WHAT YOU NEED TO DO:
Only the lines from the one containing "point_to(query) identifies every instance of the sand dune" through the end of the entries are to be copied, exactly and without pictures, please.
--*--
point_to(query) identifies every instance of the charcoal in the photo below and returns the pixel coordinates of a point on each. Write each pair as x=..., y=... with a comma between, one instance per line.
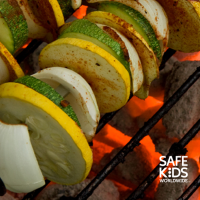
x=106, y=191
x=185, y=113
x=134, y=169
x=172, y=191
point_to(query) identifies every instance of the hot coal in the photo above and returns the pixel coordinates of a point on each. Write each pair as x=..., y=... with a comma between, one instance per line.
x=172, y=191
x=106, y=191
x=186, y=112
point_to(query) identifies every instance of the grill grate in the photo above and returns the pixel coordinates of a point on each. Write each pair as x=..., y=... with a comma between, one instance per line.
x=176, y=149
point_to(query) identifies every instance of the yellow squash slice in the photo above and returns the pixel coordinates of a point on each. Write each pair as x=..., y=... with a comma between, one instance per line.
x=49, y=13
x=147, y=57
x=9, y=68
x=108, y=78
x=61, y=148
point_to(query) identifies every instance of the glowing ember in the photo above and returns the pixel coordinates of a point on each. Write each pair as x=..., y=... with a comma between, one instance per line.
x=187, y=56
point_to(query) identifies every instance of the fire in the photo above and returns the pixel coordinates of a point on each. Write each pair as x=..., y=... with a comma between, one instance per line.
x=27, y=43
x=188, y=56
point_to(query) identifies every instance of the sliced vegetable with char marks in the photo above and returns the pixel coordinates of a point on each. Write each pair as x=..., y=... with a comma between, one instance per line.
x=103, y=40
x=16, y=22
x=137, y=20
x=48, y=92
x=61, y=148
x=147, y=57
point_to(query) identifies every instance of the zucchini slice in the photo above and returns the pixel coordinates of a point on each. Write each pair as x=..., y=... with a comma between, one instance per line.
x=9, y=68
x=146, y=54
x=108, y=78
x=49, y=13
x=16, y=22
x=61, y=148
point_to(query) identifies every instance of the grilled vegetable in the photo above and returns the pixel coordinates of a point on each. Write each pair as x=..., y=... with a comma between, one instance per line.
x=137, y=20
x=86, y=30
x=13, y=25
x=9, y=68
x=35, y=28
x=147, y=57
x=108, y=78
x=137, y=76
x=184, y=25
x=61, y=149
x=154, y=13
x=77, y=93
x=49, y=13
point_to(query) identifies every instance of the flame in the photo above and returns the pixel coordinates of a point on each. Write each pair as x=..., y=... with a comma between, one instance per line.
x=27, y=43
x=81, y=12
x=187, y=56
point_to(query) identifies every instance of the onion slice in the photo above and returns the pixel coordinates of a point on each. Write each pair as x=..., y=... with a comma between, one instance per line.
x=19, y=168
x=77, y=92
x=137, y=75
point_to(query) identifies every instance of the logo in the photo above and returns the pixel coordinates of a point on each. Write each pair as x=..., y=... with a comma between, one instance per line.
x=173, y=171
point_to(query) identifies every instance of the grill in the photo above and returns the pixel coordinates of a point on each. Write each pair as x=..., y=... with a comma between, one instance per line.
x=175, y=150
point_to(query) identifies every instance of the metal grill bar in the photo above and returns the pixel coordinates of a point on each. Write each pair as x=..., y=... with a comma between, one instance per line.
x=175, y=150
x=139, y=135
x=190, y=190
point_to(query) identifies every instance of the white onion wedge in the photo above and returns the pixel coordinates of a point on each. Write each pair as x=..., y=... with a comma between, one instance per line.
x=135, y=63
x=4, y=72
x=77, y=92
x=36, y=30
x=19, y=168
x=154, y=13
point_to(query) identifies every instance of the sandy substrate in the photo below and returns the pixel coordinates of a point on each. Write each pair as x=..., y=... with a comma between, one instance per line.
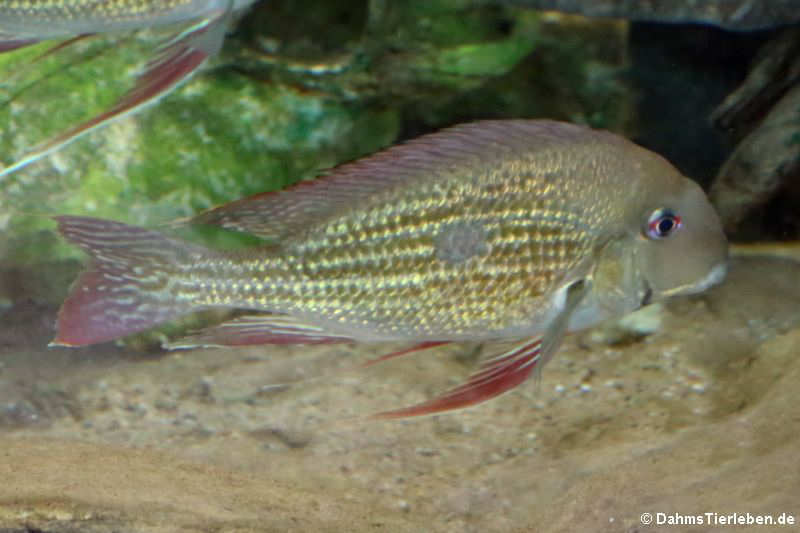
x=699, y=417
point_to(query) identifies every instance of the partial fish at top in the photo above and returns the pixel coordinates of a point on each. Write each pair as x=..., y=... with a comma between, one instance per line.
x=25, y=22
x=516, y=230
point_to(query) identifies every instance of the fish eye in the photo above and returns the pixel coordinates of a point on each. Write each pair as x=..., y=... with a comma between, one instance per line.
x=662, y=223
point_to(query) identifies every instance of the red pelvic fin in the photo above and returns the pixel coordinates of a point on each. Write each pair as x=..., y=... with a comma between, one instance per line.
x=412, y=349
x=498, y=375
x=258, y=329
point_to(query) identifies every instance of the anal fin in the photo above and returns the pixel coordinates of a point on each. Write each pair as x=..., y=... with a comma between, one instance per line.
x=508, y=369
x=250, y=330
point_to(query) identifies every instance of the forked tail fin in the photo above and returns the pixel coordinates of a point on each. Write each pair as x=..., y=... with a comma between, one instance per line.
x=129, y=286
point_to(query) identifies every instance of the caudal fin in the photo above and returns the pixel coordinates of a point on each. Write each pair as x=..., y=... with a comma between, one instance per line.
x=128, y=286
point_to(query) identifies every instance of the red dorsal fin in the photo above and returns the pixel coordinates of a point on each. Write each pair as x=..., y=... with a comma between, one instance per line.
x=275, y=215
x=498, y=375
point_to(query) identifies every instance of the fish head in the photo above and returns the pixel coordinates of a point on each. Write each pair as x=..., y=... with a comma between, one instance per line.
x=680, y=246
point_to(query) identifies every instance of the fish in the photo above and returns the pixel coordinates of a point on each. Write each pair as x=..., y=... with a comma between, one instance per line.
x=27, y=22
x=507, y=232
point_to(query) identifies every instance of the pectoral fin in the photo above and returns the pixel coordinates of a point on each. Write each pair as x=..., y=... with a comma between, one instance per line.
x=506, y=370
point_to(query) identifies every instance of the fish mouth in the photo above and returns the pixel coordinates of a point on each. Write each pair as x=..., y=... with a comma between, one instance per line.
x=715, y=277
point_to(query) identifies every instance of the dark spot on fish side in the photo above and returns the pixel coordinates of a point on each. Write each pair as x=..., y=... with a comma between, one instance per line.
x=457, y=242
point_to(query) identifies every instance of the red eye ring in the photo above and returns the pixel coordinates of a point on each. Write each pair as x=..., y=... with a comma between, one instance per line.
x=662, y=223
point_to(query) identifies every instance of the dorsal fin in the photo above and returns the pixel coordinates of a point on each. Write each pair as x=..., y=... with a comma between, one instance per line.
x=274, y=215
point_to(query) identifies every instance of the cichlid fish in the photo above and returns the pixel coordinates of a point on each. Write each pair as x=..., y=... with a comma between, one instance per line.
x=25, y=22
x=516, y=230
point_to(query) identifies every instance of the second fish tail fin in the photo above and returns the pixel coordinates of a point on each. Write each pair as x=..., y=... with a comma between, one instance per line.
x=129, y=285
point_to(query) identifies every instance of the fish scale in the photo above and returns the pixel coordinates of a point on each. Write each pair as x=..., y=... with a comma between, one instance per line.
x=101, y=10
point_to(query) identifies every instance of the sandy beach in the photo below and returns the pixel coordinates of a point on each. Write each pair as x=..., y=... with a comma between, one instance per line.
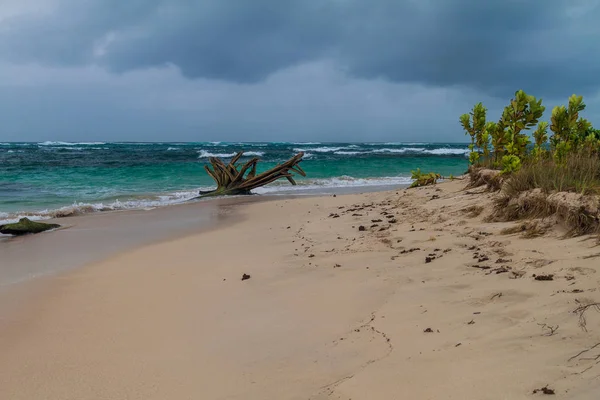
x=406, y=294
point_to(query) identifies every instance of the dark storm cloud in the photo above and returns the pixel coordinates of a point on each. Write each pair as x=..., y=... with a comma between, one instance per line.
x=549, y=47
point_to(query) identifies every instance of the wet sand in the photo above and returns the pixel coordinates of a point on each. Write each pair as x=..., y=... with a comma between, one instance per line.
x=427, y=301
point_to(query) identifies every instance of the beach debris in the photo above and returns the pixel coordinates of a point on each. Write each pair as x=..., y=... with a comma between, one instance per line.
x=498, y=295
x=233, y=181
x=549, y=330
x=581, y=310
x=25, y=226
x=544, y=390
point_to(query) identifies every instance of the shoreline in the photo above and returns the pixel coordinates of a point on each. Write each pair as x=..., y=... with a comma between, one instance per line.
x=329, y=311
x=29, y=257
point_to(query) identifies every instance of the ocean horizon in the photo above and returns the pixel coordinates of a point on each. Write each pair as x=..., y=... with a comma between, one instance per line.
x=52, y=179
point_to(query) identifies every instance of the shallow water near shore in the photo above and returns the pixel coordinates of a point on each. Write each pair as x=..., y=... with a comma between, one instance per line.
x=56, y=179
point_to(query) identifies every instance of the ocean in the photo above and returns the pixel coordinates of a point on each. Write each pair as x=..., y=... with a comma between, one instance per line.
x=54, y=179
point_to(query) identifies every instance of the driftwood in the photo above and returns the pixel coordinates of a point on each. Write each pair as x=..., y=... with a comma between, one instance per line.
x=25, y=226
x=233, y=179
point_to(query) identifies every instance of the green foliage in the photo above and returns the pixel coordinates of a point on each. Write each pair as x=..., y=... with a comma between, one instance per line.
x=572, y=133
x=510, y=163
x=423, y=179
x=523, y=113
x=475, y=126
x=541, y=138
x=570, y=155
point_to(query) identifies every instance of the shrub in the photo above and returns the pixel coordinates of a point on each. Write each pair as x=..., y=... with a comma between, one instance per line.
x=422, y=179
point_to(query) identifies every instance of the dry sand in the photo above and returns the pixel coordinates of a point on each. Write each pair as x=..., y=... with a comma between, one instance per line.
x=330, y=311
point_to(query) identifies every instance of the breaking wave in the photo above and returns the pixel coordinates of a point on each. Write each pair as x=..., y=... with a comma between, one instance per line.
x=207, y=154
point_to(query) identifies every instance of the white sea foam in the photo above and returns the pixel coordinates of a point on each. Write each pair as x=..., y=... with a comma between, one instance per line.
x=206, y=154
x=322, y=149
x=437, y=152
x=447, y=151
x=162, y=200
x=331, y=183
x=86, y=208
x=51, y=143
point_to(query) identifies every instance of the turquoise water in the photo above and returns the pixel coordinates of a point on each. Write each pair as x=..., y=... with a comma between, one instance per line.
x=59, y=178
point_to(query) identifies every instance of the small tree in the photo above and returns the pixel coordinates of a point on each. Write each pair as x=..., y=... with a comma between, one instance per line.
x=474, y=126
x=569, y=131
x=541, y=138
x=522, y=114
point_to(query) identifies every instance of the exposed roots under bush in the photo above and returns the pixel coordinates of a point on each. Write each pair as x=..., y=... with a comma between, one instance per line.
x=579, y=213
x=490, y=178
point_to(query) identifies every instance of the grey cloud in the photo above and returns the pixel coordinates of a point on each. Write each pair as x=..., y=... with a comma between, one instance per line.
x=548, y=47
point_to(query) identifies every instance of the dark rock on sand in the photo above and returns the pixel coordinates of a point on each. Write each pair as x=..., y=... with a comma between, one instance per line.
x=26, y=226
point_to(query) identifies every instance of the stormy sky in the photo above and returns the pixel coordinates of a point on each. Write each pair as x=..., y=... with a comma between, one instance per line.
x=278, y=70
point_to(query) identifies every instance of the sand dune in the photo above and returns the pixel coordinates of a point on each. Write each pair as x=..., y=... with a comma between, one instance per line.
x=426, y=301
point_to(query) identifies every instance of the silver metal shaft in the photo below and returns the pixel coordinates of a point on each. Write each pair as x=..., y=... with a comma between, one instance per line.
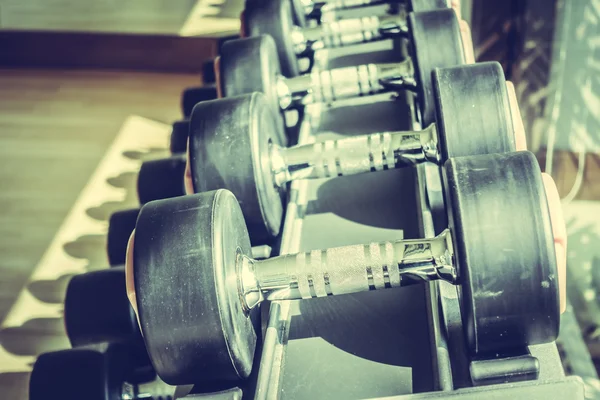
--*--
REPLY TO THE EXERCISE:
point_to(query) identifies every instance of the sand dune in the photo above and returns the pixel coordinates of a point on each. Write each pair as x=..., y=... with a comma between, one instance per line.
x=426, y=301
point_to(query) identifies every instance of the silver metal shaft in the photo below and returns the pixel coordinates of a point on each. Write each pair as x=..., y=... with a comma between, one instance per line.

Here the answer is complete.